---- ИСХОДНЫЙ ТЕКСТ

Однако, всматриваясь ближе, ясность этого факта значительно затуманивается; из прямолинейного и простого он становится таким извилистым и сложным, что не подчеркнуть его здесь нельзя и если не объяснить, то указать во всей его непостижимости.
Пускаясь в первую артистическую поездку, Петр Ильич несомненно насиловал свое «настоящее я», но вместе с тем, приступая к ней без охоты, скорее со страхом, был полон ожидания каких-то неведомых, отрадных впечатлений и блестящих результатов, полон также веры в то, что исполняет нечто значительное не только для него и его славы, но и для русского искусства вообще. События этой первой поездки не разочаровали бы и менее скромного, чем Петр Ильич, человека. Отрадных впечатлений было много, начиная уже с того, что он оказался гораздо более известным за границей, чем думал. – Прием в Праге, «минута абсолютного счастья», изведанная там, шум, наделанный им в Париже, почтительное внимание и уважение, встреченное в Германии, все это вместе было гораздо более того, на что он рассчитывал, – и тем не менее вернулся он разочарованный; разочарованный не в том, что нашел (как сказано, он удовлетворился бы и меньшим), а в том, как это ему мало дало счастья сравнительно с теми мучениями, ценой которых он купил его.
Тем не менее, забыв последние, едва вернулся домой, он с удовольствием комбинировал следующую поездку за границу.

--------
---- ИЗВЛЕЧЁННЫЕ ЗАПИСИ

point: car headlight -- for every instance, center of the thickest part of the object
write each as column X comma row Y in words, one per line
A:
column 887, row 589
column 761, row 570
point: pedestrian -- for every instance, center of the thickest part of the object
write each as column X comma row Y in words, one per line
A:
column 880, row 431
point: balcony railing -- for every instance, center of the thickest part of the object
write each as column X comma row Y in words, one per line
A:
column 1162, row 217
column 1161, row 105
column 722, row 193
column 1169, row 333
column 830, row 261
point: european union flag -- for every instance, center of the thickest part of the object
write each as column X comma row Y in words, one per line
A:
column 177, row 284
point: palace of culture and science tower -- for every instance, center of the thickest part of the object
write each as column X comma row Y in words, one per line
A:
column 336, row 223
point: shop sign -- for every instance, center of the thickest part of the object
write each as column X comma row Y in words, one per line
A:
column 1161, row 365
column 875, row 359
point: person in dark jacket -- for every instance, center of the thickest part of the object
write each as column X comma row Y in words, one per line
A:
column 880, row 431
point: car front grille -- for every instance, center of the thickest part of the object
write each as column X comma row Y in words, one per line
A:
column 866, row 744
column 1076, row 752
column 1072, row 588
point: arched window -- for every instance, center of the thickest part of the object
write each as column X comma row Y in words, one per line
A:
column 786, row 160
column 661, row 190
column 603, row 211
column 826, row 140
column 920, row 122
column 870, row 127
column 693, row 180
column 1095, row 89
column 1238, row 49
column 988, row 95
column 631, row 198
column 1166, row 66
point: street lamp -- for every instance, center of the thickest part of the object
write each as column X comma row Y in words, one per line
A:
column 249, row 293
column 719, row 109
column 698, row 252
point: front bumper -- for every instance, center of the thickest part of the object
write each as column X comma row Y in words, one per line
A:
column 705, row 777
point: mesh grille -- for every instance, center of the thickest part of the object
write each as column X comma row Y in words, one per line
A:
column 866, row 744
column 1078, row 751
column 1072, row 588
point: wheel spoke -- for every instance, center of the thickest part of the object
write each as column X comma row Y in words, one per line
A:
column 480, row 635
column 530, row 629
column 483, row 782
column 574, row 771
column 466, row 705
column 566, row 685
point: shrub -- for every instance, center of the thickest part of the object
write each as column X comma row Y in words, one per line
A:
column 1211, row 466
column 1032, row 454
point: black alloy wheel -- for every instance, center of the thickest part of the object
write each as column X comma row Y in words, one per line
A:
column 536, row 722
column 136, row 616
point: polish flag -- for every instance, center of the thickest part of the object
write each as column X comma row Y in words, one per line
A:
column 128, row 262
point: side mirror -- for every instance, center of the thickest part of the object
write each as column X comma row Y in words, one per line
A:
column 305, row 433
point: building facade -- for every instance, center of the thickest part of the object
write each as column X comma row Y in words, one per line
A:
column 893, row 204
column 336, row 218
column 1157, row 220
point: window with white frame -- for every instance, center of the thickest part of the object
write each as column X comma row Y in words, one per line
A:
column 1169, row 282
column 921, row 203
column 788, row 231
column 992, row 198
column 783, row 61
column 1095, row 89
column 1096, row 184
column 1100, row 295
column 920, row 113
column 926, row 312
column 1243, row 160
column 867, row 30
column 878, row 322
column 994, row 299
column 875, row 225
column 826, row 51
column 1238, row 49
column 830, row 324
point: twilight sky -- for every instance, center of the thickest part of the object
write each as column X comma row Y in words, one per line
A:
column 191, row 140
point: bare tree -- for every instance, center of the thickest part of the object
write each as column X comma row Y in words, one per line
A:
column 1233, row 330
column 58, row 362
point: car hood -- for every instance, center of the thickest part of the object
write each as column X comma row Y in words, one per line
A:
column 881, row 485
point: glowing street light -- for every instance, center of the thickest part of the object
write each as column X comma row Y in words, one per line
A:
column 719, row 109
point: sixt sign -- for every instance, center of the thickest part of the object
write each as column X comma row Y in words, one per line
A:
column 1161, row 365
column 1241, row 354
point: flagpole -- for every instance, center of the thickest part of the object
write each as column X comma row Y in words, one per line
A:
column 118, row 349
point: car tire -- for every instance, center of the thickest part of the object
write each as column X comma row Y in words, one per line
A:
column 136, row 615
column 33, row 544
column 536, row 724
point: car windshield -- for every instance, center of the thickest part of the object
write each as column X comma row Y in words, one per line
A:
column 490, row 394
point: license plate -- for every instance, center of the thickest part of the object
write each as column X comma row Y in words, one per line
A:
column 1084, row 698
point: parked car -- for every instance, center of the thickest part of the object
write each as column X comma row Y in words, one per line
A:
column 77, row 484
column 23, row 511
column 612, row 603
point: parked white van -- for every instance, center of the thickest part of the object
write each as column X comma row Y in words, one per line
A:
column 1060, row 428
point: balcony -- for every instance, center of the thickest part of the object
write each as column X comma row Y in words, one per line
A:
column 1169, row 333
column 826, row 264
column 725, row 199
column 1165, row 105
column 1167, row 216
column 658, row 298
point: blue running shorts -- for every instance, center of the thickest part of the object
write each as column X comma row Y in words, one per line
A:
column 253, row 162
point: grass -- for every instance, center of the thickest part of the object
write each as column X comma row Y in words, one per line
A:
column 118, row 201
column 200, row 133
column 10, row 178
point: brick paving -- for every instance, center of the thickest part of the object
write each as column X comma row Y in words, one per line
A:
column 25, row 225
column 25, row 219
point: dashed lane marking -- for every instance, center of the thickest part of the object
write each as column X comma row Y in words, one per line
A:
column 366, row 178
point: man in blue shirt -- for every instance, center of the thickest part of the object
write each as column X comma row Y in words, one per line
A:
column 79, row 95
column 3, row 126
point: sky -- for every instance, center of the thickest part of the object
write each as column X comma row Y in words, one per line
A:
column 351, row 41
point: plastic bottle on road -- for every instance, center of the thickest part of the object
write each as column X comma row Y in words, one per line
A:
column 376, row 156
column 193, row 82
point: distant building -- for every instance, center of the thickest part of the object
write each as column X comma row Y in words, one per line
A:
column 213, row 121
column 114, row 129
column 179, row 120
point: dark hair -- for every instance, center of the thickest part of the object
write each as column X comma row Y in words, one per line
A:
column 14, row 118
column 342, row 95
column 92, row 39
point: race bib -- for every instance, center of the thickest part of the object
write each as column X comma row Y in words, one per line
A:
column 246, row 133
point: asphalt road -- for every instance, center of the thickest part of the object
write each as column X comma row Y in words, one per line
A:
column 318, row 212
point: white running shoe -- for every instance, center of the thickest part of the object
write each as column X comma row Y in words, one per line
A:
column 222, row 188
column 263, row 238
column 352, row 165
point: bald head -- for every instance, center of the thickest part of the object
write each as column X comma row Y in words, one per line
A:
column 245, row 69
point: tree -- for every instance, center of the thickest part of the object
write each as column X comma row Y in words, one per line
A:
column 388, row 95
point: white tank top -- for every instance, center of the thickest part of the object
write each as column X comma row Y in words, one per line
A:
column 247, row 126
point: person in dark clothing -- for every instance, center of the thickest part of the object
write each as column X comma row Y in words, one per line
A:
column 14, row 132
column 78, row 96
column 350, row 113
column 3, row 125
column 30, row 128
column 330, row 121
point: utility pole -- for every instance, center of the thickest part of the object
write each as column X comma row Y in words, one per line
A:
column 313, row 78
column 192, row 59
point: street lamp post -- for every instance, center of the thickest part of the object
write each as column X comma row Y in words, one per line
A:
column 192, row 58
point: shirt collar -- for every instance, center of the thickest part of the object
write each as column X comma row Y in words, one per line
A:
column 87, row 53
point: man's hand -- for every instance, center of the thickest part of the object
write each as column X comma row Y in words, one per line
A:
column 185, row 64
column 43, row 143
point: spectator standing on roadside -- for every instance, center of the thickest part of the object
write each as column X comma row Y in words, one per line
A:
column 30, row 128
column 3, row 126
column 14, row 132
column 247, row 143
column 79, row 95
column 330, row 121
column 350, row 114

--------

§ ЗАДАНИЕ 1: Согласуются ли с текстом о первой артистической поездке Петра Ильича утверждения (а) «В Германии Петра Ильича встретили с почтительным вниманием», (б) «За границей он оказался менее известным, чем думал» и (в) «Вернувшись домой, он отказался от мысли о новой поездке за границу»? На каждое ответьте «да» или «нет» и приведите дословно решающие слова текста.
§ ЗАДАНИЕ 2: Продолжите текст о первой артистической поездке Петра Ильича после его последнего предложения.

§ ОТВЕТ 1:
(а) Да: «почтительное внимание и уважение, встреченное в Германии».
(б) Нет: «он оказался гораздо более известным за границей, чем думал».
(в) Нет: «он с удовольствием комбинировал следующую поездку за границу».

§ ОТВЕТ 2:
Безотчетное недовольство, разочарование могли быть результатом проходящего настроения. К тому же, главное, страх неизведанного еще волнения явиться перед иностранной толпой Петр Ильич уже превозмог: что прежде казалось страшным, теперь было знакомо; он мог не без основания предполагать, что выступать публично во второй раз перед иностранцами не будет уже так тяжело, и ожидать более отрадных впечатлений от второй поездки. Он ошибся – их было значительно меньше, чем в первую, а тоски и мучений еще больше. Он достиг только того, что смутное сознание «ненужности» жертв, которые он приносит своей популярности, на этот раз формулировались вопросами: «к чему я это делаю? кому нужны эти добровольные страдания? не лучше ли сидеть дома и работать?» Вера в значительность и важность дела пропала, а с ней и весь смысл насилования себя. Во время юбилейных концертов Рубинштейна, осенью 1889 года, свое участие в них он называет «бездельничаньем»; «мое настоящее дело – сочинение, а все мои труды, – говорит он далее, – по части дирижирования в концертах, присутствие на репетициях опер и балетов – я считаю чем-то случайным, бесцельным, только сокращающим мой век».
Результатом такого сознания следовало ожидать отречения от «бездельничанья» и возврат к прежнему трудовому образу жизни. Действительно, всю первую половину 90 года Петр Ильич посвящает исключительно сочинению и отказывается от всяких приглашений дирижировать. Ручательством, что это решение прочно, по крайней мере относительно заграничных поездок, является то обстоятельство, что, ко всему прочему, Петр Ильич, в течение пребывания во Флоренции и Риме (некогда столь любимых городах любимейшей страны), констатирует в себе какую-то доселе неведомую болезненную тоску по России.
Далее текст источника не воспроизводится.